* [EXERCISE REQUIREMENTS]
Continue the passage rating OpenAI's safety practices in training, starting right after its final line.

* [EXCERPT TO READ]
____
Frontier AI labs should design and modify their systems to be less dangerous and more controllable. For example, labs can:

  • Filter training data to prevent models from acquiring dangerous capabilities and properties
  • Use a robust training signal even on tasks where performance is hard to evaluate
  • Reduce undesired behavior, especially in high-stakes situations, via adversarial training

More.

What OpenAI is doing

They work on scalable oversight and plan to use scalable oversight to align superhuman AI. They used red-teaming and adversarial training for GPT-4. They use RLHF and fine-tuning for safety. They have made commitments that could require them to pause training for safety, but the threshold is very high and the safety measures they commit to implement are unclear.

Evaluation

We give OpenAI a score of 55% on training.

For more, including weighting between different criteria, see the Training page.

Filtering training data.
____
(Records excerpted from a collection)

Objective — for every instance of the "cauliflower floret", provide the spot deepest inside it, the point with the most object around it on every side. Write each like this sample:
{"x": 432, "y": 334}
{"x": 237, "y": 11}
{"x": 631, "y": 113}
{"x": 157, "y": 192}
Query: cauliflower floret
____
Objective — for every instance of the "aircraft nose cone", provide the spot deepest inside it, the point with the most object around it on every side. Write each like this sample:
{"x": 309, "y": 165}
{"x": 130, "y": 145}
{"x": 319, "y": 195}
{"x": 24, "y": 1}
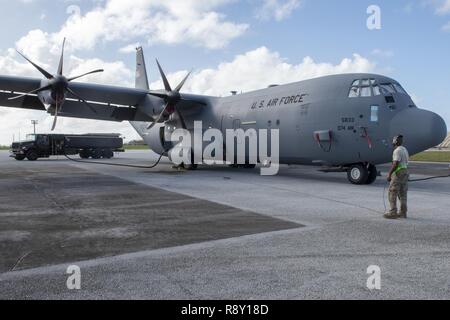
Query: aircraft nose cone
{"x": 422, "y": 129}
____
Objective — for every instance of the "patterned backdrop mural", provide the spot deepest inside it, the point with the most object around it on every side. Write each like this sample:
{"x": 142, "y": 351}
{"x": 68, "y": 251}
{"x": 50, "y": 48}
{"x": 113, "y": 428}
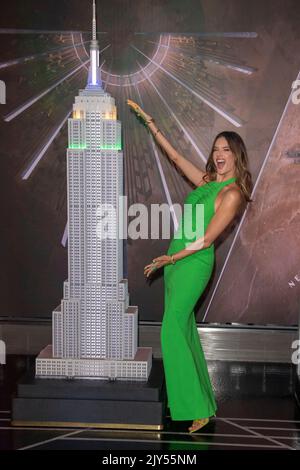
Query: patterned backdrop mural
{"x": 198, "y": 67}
____
* [YOUR RESPONSE]
  • Filter training data to reduce extreme risks, at least including text on biological weapons; hacking; and AI risk, safety, and evaluation. Share details to help improve others’ safety filtering. Score: No.

Training signal & scalable oversight.

  • Work on scalable oversight. Score: Yes. They work on scalable oversight and plan to use scalable oversight to align superhuman AI.

Adversarial training & red-teaming.

  • Do some adversarial training for safety. Score: Yes. They used red-teaming and adversarial training for GPT-4.

Unlearning.

  • Use unlearning for dangerous topics including biorisks; hacking; and AI risk, safety, and evaluation. Also demonstrate that this technique is successful and commit to use this technique for future powerful models. Score: No.

RLHF and fine-tuning.

  • Use RLHF (or similar) and fine-tuning to improve honesty and harmlessness, for all of the near-frontier models the lab deploys. Score: Yes.

Commitments.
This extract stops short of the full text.